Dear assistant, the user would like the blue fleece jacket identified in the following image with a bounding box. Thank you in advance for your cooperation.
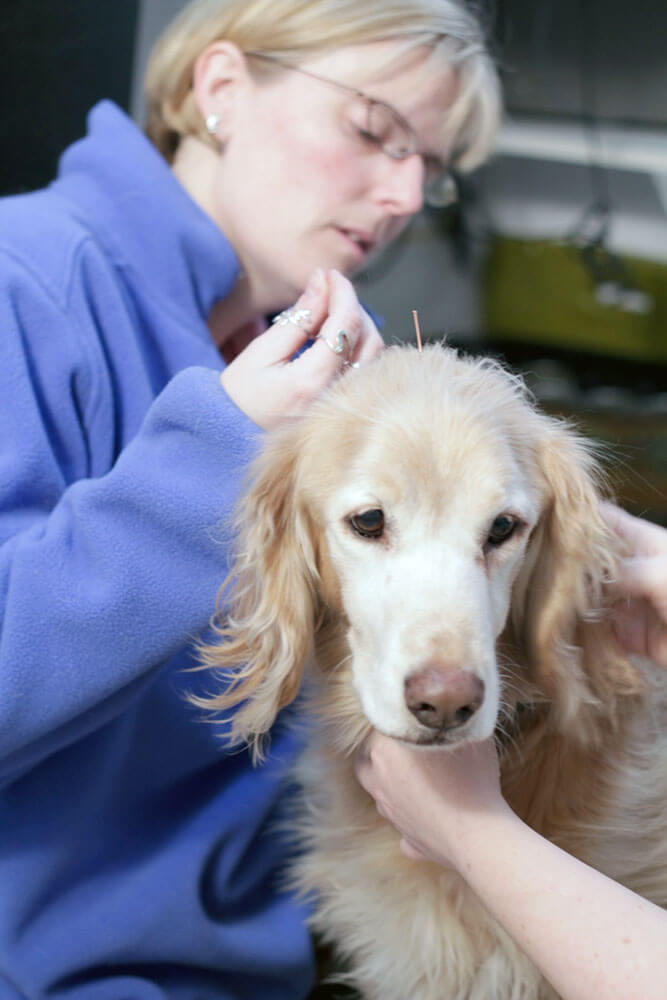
[0,103,312,1000]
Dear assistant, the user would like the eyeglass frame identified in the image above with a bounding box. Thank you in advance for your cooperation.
[245,50,458,208]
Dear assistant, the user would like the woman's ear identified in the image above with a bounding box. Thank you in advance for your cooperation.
[192,40,249,145]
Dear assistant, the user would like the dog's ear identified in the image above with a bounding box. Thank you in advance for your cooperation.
[508,417,640,740]
[191,431,318,758]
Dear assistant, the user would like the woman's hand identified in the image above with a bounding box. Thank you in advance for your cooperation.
[220,270,384,430]
[355,732,511,868]
[602,503,667,667]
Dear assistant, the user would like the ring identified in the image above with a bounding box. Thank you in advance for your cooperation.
[315,330,350,354]
[273,306,311,330]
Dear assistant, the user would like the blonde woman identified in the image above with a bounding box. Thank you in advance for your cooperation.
[0,0,499,1000]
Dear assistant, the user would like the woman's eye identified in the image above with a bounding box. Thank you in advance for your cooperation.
[486,514,519,549]
[350,507,384,538]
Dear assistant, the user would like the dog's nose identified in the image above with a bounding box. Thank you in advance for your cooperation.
[405,663,484,730]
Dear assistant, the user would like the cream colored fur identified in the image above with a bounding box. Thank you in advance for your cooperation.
[196,347,667,1000]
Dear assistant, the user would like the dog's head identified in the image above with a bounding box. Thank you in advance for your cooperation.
[196,347,632,748]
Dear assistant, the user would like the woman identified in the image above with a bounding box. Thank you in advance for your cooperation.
[357,504,667,1000]
[0,0,498,1000]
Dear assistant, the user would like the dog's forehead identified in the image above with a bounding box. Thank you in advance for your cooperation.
[300,348,544,511]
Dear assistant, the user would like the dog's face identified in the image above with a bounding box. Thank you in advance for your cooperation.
[315,400,543,745]
[199,348,622,749]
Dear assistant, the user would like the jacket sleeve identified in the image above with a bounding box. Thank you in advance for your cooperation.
[0,250,261,776]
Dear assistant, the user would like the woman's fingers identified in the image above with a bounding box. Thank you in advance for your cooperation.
[220,270,383,430]
[298,271,384,386]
=-=-=
Problem description:
Please print every item above word for word, leaving the pictures out.

Solved exercise:
Dear assistant, the user would like the blue fleece jacket identified in the following image with a bounding box. Thank you in advance for your cooperation.
[0,103,312,1000]
Dear assistant, the user would like the eyeglass frame identified in the image above with a bounding box. Thank you in advance for your cooperation.
[245,50,458,208]
Dear assistant, the user would like the woman's ear identified in the image above with a bounding box. Thank you in advance for your cooperation.
[192,40,249,145]
Dear assistant, the user would like the dog's ear identified in the image above with a bounding box. Thank you in advance for your cooperation.
[508,417,640,740]
[191,431,318,758]
Dear assistant, the user would like the woman's hand identified in the image above with a bounding box. Thank you in advance for your cooperation.
[220,270,384,430]
[355,732,511,868]
[602,503,667,667]
Dear assistant, the user would like the ring identified in the image above with a bounding box. Thank you in advance for your cooperation.
[315,330,350,354]
[273,306,311,330]
Dear assistant, the user would like the blonde woman identified in the image above with a bounding box. Thank you in advance for your cooperation.
[0,0,499,1000]
Dear assistant, the user would like the woman's eye identified in the image above with a bounding box. Thank you in advance for your cooperation.
[486,514,519,549]
[350,507,384,538]
Dear assistant, the user would like the dog's nose identified in the image above with a bounding box. Thank you in advance for your cooperation.
[405,663,484,730]
Dear assistant, the user would like the cream colored fur identified in the image above with a bounding box. Thank you in advance for your cooperation.
[196,347,667,1000]
Dear assistant, the user would like the dog's head identified in the image above with a bounding box. Thank you in advance for your cooperation.
[196,347,632,748]
Dear assistant, the user would like the woman identified in the image above with a bounding box. Thank you in advance for your cooperation.
[357,504,667,1000]
[0,0,498,1000]
Dear assistant, the user would like the dog's forehead identified in the image above with a bounding box. Thank you in advance for your cooperation.
[300,348,544,511]
Dear assistant, the user would like the dog's face identified in the image above with a bounding box. Thank you in advance for your cooperation.
[315,400,543,745]
[199,348,622,749]
Dear assistant, the user would like the jacket sleeve identified in the image above with a bounding box. Thank you in advance for your cooperation.
[0,250,261,776]
Dear assistant, the user would like the woman's fingers identified in the image above with a bounding box. Thank you in advance for your cooperation.
[220,270,383,430]
[298,271,384,386]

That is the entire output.